▸ **EXERCISE 1**
Reproduce the stretch of the De Rosa build thread from "Neutrons are light" through "incomplete bike, please.".
▸ **EXERCISE 2**
Using the De Rosa build thread, mark each statement yes or no and quote the words that decide it. (a) brewster favors Neutrons over Zondas. (b) Marz says Protons weigh less than Neutrons. (c) In the last post, ciclisto reports that the frame has a poor finish.

▸ **EXCERPT PROVIDED**
════════

# new de rosa macro!!



## ciclisto (Nov 8, 2005)

ordering my build kit tomorrow from GVH, going with chorus and Zonda's but with a non carbon centaur crank on record BB. record brakes. can't wait Any advice on Zonda vs. neutron's??


----------



## jhamlin38 (Oct 29, 2005)

Its me again. I just got chorus ergo levers new for 152!!! Good luck with your build!! Please post pictures and a thorough review when you're done. can't wait to see it.


----------



## brewster (Jun 15, 2004)

Teasing is unacceptable on this De Rosa board. Please post photos ASAP. 

I'd do Neutrons. Probably the more durable wheel, more standard design. Debatable, of course. Zonda's buy you some modern bling, but are on the heavy side.

brewster


----------



## Marz (May 14, 2006)

+1 Neutrons. I have Protons on my Merak after researching them on RBR reviews. Apparently same wheels as Neutons but 80g heavier due to spokes and lesser hubs, but at the time they were considerably less expensive and as much as I could afford. Now discontinued.

Neutrons are light and responsive wheels and, from reports, very durable. More spokes than Zonda and lighter. In fact according to stats, as light as Eurus.

They will be more expensive than Zondas but affordable if you go to online sites such as Totalcycling in Northern Ireland.

Very exciting build and as brewster says, POST PICTURES even incomplete bike, please.


----------



## ciclisto (Nov 8, 2005)

*delay*

my bike si delayed due to campy not sending aluminum crank and neutron on back order fro months so going with zonda and will see it next week? photos to come but I must tell you the frame was sent to me first and it has superb finish


----------

════════

▸ **SUPPLIED DATA**
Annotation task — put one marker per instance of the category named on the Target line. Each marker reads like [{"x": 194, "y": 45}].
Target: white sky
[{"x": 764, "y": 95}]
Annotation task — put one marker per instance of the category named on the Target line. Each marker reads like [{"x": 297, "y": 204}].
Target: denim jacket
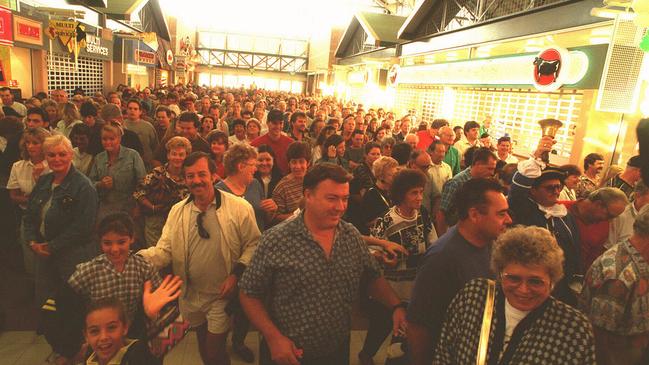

════════

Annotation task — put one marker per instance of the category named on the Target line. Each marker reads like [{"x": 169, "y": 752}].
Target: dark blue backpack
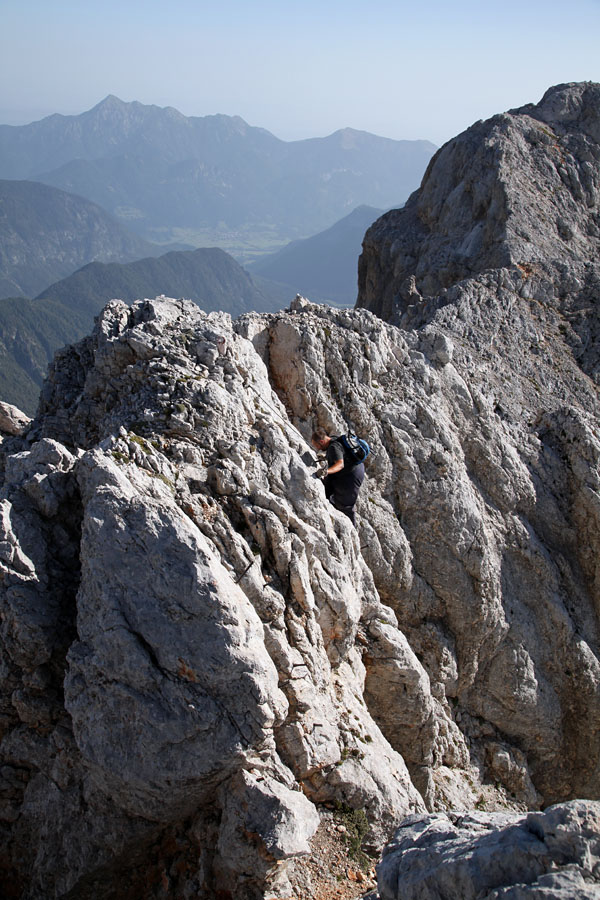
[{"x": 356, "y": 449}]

════════

▸ **FULL ANSWER 1**
Neutrons are light and responsive wheels and, from reports, very durable. More spokes than Zonda and lighter. In fact according to stats, as light as Eurus.

They will be more expensive than Zondas but affordable if you go to online sites such as Totalcycling in Northern Ireland.

Very exciting build and as brewster says, POST PICTURES even incomplete bike, please.

▸ **FULL ANSWER 2**
(a) Yes: "I'd do Neutrons."
(b) No: "80g heavier due to spokes and lesser hubs"
(c) No: "it has superb finish"